◆ 実施課題: 画像形成装置に関する文書から、「(1)加熱放電型印字ヘッドか」で始まり「視像を形成することができる。」に至るまでの部分を、一字一句違えずに書き写してください。

◆ 文書抜粋:
>>>>
尚、この画像形成装置は、紙代わりの媒体として持ち運んだりして使用する静電現像方式の記録媒体に画像を形成する以外に、固定若しくは着脱自在に配設された記録媒体を表示媒体として広告などの画像を表示する看板等の画像表示装置としても使用することができる。
【0031】
請求項9に記載の発明は、請求項8に記載の画像形成装置であって、前記加熱放電型印字ヘッドからの放電による電荷の作用で内部に可視像が出現する記録媒体に対して記録を行う構成を有している。
この構成により、請求項8の作用に加え、以下のような作用を有する。
(1)加熱放電型印字ヘッドからの放電により、記録媒体の内部に非接触で可視像を形成することができるので、部品点数が少なく、記録媒体へのダメージも必要最低限に押えることができ実用性に優れる。
【0032】
請求項10に記載の発明は、請求項8に記載の画像形成装置であって、前記記録媒体が、前記加熱放電型印字ヘッドからの放電による電荷の作用で表面に静電潜像が形成される静電潜像担持体を備え、前記静電潜像担持体の表面に形成される静電潜像に基づいて前記記録媒体に可視像を形成する顕像化手段を備えた構成を有している。
この構成により、請求項8の作用に加え、以下のような作用を有する。
(1)記録媒体が、静電潜像担持体を備えることにより、加熱放電型印字ヘッドからのイオン照射で静電潜像担持体の表面に静電潜像を形成することができ、その静電潜像に基づいて、顕像化手段で記録媒体の表面に可視像を形成することができる。
(2)加熱放電型印字ヘッドからのイオンの照射により静電潜像担持体の表面に静電潜像を形成することができるので、ポリゴンミラー等の露光光学系を必要とせず、部品点数が少なく構造を簡素化できる。
【0033】
ここで、静電潜像担持体としては、請求項2で説明したものと同様のものが好適に用いられるが、この画像形成装置によれば、ポリエチレンテレフタレート(PET)等のフィルム状の合成樹脂やガラス等で形成された静電潜像担持体に高品質な画像を形成することができる。
<<<<
◆ 元の資料:
>>>>
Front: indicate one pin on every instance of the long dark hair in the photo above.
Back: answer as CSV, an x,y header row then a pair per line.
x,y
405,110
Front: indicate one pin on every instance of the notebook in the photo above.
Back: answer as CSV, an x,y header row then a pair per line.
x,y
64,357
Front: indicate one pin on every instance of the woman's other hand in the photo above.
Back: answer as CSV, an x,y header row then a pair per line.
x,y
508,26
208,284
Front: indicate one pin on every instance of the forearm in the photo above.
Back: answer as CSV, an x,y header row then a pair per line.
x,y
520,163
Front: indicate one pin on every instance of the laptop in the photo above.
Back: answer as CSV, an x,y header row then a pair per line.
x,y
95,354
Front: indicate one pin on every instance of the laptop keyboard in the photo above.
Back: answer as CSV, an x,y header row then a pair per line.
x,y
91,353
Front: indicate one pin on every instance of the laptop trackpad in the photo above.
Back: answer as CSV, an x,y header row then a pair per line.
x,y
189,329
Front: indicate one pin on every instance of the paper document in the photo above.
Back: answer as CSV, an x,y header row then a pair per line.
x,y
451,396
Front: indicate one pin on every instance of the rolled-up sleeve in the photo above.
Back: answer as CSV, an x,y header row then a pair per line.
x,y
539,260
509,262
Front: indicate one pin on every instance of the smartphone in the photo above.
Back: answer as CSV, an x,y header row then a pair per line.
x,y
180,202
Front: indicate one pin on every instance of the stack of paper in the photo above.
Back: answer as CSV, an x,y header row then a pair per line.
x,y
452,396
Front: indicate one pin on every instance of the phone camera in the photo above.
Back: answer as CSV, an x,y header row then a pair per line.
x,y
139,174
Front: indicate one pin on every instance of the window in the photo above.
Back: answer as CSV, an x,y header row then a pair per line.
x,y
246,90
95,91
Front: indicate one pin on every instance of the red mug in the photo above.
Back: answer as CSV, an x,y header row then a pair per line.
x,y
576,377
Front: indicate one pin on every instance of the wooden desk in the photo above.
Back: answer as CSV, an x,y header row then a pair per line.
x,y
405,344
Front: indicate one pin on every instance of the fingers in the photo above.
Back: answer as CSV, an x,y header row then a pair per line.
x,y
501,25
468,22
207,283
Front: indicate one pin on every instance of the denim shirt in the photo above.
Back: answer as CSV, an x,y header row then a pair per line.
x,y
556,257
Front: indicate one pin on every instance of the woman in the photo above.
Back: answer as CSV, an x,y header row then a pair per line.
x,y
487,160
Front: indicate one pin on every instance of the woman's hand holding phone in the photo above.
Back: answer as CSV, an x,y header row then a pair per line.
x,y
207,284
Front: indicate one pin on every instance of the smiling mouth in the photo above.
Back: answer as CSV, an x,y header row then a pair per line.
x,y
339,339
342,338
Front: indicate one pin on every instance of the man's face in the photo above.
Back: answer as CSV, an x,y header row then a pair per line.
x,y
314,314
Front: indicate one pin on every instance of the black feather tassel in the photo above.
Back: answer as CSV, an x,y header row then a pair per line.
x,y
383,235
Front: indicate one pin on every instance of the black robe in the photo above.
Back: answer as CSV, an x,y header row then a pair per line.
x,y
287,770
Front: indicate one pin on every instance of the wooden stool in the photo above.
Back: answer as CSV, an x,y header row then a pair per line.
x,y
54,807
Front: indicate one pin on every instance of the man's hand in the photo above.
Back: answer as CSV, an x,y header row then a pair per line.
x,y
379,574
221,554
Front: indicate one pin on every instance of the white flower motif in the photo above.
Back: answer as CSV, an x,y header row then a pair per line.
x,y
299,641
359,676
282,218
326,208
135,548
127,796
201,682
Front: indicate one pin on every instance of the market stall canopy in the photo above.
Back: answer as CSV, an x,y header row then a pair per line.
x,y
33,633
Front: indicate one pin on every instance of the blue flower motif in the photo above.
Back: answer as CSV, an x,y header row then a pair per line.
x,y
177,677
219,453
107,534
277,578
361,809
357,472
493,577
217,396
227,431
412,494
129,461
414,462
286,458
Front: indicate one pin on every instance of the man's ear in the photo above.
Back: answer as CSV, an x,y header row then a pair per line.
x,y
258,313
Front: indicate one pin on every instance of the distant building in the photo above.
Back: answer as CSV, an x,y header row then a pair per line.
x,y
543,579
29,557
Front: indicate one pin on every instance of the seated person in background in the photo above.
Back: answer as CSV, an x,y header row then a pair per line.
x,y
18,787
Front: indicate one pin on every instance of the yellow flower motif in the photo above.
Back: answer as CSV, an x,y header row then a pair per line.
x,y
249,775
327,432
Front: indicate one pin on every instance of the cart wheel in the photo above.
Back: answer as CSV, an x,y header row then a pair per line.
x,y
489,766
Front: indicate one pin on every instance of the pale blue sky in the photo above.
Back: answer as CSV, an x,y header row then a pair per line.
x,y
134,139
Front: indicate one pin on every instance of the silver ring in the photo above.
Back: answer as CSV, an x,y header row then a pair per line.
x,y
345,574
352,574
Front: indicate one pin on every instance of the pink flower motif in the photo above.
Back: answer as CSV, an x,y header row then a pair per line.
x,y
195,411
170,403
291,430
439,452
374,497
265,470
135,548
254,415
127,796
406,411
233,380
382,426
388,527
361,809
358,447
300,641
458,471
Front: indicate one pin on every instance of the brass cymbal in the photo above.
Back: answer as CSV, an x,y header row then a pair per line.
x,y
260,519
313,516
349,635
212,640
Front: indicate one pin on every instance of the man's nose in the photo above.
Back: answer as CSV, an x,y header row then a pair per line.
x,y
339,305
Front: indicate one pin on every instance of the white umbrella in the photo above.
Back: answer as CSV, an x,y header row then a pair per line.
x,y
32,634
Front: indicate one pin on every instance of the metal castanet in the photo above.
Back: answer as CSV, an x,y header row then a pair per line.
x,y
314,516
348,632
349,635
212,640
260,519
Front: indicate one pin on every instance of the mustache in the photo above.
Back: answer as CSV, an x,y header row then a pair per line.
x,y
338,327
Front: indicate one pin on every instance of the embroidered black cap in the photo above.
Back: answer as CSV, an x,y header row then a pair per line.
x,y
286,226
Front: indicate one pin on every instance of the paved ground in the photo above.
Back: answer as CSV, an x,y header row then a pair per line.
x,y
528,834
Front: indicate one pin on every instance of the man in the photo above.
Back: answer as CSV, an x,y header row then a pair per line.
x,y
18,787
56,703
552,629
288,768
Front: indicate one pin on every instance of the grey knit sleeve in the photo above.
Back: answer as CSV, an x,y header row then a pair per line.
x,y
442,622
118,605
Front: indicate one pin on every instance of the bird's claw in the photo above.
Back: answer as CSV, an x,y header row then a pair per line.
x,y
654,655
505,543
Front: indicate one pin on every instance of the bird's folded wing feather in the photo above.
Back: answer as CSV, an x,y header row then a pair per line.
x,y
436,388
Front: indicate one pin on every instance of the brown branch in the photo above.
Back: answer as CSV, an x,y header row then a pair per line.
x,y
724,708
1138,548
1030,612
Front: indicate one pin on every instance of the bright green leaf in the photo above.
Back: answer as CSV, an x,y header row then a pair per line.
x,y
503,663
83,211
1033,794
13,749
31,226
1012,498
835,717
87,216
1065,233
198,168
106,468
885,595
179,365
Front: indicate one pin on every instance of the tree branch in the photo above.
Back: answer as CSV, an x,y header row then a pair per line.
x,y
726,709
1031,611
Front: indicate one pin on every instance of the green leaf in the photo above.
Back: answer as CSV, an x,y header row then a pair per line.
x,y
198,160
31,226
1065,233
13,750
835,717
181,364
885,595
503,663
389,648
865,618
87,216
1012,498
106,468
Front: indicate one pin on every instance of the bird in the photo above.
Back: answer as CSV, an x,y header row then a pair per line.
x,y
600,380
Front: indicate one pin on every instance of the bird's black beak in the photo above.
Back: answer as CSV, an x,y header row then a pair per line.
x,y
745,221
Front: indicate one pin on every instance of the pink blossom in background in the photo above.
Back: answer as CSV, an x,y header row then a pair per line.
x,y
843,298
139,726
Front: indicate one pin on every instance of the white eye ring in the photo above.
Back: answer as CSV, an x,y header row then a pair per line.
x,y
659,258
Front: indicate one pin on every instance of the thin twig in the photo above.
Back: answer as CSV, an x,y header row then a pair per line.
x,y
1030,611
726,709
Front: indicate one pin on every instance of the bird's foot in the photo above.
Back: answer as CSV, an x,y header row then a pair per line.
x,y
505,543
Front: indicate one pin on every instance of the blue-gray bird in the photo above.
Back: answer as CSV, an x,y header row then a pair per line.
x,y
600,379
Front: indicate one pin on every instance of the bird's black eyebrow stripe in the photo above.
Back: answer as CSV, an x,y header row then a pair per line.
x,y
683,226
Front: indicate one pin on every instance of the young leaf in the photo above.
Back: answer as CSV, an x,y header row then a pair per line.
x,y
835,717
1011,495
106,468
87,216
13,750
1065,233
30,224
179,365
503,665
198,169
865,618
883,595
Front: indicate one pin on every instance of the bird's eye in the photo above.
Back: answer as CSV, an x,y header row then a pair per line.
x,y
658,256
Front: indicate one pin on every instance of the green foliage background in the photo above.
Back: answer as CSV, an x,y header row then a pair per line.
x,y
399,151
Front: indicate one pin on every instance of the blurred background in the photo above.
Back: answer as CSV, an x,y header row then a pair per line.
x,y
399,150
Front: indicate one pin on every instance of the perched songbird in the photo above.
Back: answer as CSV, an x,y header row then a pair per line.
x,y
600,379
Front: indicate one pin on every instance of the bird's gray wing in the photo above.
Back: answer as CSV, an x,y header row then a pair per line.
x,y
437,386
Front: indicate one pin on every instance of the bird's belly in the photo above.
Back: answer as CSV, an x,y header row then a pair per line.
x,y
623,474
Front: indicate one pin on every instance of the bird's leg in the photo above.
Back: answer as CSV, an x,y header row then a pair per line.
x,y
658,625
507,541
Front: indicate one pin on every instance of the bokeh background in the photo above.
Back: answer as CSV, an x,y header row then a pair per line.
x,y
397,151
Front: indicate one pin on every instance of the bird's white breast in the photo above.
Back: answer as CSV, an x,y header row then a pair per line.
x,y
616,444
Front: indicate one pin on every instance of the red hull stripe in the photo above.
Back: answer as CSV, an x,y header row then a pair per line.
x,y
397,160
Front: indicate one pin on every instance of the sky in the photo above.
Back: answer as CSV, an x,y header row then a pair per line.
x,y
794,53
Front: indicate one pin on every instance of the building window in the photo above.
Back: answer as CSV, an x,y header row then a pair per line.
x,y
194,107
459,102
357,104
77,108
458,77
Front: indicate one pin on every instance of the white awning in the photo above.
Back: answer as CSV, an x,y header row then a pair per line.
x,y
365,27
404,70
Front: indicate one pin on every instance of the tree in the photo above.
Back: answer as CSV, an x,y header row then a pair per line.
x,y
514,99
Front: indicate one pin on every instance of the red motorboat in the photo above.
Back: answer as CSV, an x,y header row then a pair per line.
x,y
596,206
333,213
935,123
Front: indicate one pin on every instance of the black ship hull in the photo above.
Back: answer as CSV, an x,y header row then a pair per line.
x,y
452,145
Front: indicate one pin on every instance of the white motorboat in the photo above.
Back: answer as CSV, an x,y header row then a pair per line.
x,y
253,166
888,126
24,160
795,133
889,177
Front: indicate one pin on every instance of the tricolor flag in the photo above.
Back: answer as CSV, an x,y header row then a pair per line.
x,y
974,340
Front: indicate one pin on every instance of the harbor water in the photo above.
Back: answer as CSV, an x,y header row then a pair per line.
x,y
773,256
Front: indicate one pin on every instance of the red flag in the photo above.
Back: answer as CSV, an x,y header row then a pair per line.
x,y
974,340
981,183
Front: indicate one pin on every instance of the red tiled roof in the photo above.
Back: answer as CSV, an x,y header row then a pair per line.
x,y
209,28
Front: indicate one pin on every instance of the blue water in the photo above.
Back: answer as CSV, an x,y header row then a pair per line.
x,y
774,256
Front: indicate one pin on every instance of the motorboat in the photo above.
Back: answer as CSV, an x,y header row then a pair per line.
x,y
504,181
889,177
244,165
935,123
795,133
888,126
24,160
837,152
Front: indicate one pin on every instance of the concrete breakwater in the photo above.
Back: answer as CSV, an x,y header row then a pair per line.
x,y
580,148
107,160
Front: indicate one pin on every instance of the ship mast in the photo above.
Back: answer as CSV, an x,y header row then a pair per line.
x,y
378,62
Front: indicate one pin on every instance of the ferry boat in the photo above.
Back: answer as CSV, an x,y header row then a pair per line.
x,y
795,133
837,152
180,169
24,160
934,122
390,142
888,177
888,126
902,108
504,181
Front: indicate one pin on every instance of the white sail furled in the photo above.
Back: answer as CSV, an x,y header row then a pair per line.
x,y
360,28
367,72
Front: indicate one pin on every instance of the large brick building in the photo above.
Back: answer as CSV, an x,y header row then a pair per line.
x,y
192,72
<<<<
◆ 課題の結果:
(1)加熱放電型印字ヘッドからの放電により、記録媒体の内部に非接触で可視像を形成することができるので、部品点数が少なく、記録媒体へのダメージも必要最低限に押えることができ実用性に優れる。
【0032】
請求項10に記載の発明は、請求項8に記載の画像形成装置であって、前記記録媒体が、前記加熱放電型印字ヘッドからの放電による電荷の作用で表面に静電潜像が形成される静電潜像担持体を備え、前記静電潜像担持体の表面に形成される静電潜像に基づいて前記記録媒体に可視像を形成する顕像化手段を備えた構成を有している。
この構成により、請求項8の作用に加え、以下のような作用を有する。
(1)記録媒体が、静電潜像担持体を備えることにより、加熱放電型印字ヘッドからのイオン照射で静電潜像担持体の表面に静電潜像を形成することができ、その静電潜像に基づいて、顕像化手段で記録媒体の表面に可視像を形成することができる。